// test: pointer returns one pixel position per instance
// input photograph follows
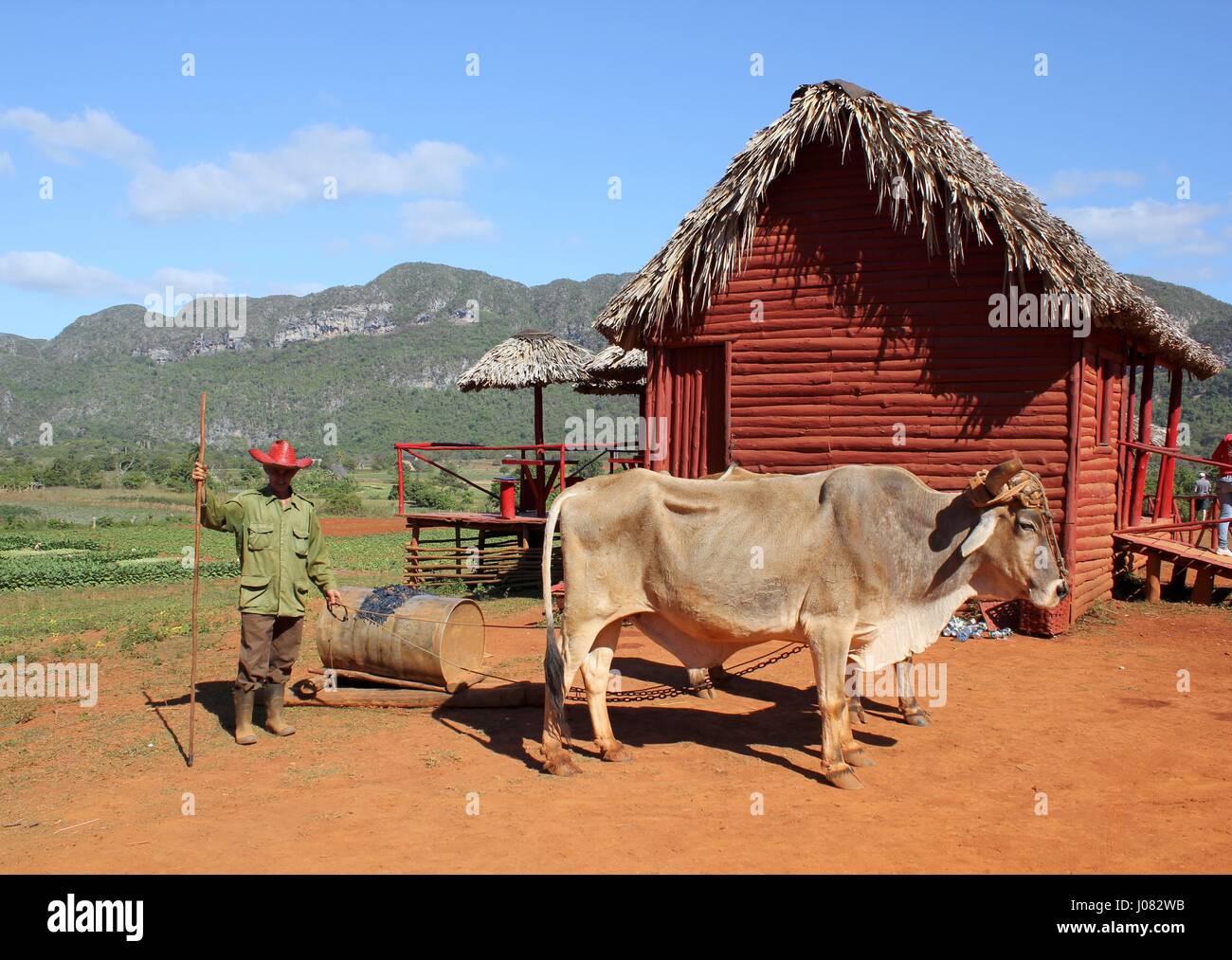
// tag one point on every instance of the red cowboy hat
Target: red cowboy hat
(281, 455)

==

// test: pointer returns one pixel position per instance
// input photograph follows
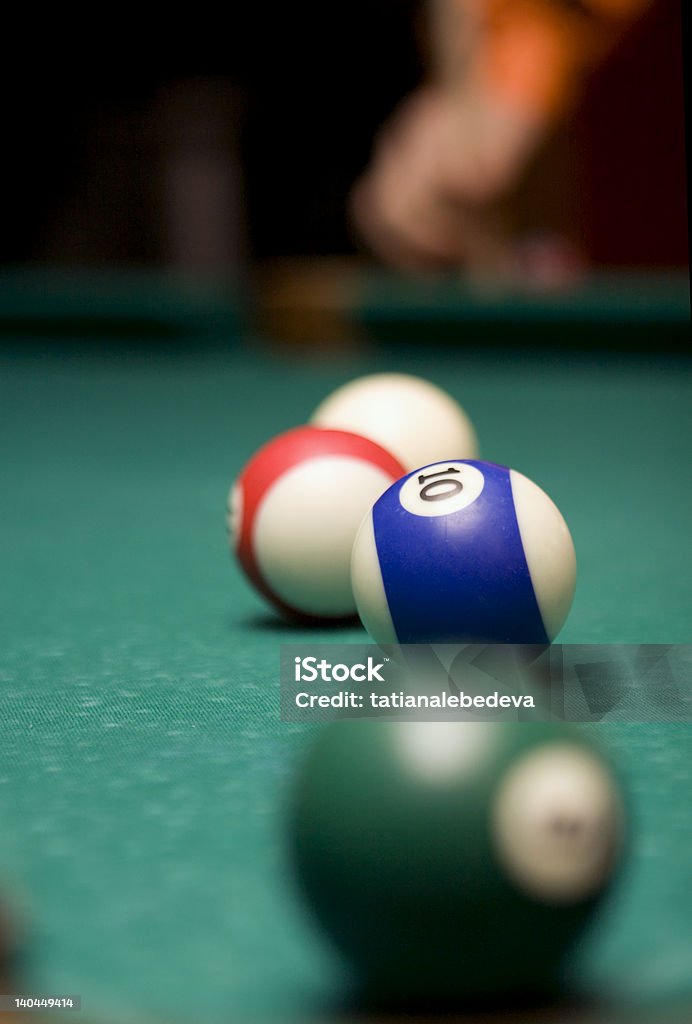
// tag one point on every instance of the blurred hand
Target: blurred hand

Directions =>
Go through the listing, find each line with the word "hand", and copy it.

Solution =>
// tag one point on every instance of the blurred hand
Target: blurred hand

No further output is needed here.